**SHORT PROBLEM**. Please copy every line of the entries below, multiplying only the answer coordinates listed after each "Query:" line by 2.35 and rounding them to whole numbers, with halves rounded up. All other lines and numbers stay unchanged.

**RECORD SET**.

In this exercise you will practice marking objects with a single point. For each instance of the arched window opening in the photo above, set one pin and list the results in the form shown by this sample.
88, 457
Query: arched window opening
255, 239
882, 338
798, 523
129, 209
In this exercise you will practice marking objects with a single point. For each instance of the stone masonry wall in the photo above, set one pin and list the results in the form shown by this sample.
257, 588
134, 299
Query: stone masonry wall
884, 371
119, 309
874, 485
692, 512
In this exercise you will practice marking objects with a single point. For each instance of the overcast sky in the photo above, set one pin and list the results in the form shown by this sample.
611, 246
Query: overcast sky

**THE RESPONSE**.
In this exercise you will practice marking objects with a single point. For each instance of the arched window opening in the photo above, set one pin and list the results in the form shown by this sample.
88, 457
Query: arched window opening
599, 562
2073, 794
1875, 1229
303, 491
In this exercise you will practice marking objects with a single point. For each instance of the stone masonry wall in the photo above, set one pin and list the results in the form shown by this sample.
257, 588
134, 299
Query: stone masonry wall
2077, 872
280, 726
2054, 1140
1626, 1203
In this exercise you will practice marking objects with a single point. For each instance of the overcast sky in the photo above, set one pin and list the results in the form shown by this sample.
611, 246
Query: overcast sky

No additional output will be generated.